**INSTRUCTIONS TO FOLLOW**
Quote every line below exactly as it reads.

**INFORMATION PROVIDED**
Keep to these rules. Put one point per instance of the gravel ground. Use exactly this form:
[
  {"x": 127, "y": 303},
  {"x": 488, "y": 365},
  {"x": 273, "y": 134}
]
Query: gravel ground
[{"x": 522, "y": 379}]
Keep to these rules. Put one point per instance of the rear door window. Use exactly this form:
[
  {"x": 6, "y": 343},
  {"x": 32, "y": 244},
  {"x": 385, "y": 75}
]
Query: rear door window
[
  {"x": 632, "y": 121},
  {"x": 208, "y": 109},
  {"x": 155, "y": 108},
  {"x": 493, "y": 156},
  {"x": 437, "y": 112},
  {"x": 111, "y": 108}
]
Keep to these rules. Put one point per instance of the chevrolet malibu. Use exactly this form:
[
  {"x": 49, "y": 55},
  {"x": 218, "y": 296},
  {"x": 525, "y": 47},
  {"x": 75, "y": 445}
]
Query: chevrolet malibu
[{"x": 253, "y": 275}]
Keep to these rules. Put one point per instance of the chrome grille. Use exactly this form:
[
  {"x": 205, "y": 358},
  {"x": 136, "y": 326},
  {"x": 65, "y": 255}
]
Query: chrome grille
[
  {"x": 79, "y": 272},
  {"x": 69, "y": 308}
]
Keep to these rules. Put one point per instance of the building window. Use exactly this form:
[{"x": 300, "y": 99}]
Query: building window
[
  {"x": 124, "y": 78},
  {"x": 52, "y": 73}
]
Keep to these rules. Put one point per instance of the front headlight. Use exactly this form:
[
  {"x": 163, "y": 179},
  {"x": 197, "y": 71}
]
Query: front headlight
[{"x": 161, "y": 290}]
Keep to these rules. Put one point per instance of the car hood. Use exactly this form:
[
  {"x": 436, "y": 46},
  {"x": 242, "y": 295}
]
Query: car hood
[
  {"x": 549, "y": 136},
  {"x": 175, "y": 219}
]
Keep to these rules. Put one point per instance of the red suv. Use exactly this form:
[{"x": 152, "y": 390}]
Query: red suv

**TASK OUTPUT**
Keep to these rules. Put one point per instance of the gravel ground. Use exactly this form:
[
  {"x": 127, "y": 303},
  {"x": 488, "y": 365},
  {"x": 273, "y": 134}
]
Query: gravel ground
[{"x": 522, "y": 379}]
Keep to these rules. Put one point per instance of the rear door window. Use exactly this form:
[
  {"x": 6, "y": 343},
  {"x": 32, "y": 244},
  {"x": 385, "y": 75}
]
Query: rear door window
[
  {"x": 632, "y": 121},
  {"x": 208, "y": 109},
  {"x": 155, "y": 108},
  {"x": 493, "y": 156},
  {"x": 437, "y": 112},
  {"x": 111, "y": 108}
]
Keep to these rules. Put one point per instance of the chevrolet malibu. Use exactly this form:
[
  {"x": 49, "y": 55},
  {"x": 218, "y": 296},
  {"x": 525, "y": 47},
  {"x": 75, "y": 445}
]
Query: chevrolet malibu
[{"x": 253, "y": 275}]
Keep to these rules. Put one point per instance of the chrome grille. Use exactly this form:
[
  {"x": 205, "y": 358},
  {"x": 136, "y": 326},
  {"x": 65, "y": 255}
]
Query: chrome grille
[
  {"x": 79, "y": 272},
  {"x": 69, "y": 308}
]
Keep to these rules. Put one point per instance of the building window. Use exactly this form:
[{"x": 300, "y": 99}]
Query: building window
[
  {"x": 124, "y": 78},
  {"x": 52, "y": 73}
]
Keep to these rules. Put one point per instance of the front headlight. Use exactly this form:
[
  {"x": 163, "y": 179},
  {"x": 197, "y": 71}
]
Query: front headlight
[{"x": 161, "y": 290}]
Keep to these rules. Put one point per instance of the car hood. Use exactly this form:
[
  {"x": 436, "y": 46},
  {"x": 242, "y": 295}
]
Query: car hood
[
  {"x": 549, "y": 136},
  {"x": 175, "y": 219}
]
Keep to these rules. Put one point per instance of the red suv. Use exactly this form:
[{"x": 152, "y": 390}]
Query: red suv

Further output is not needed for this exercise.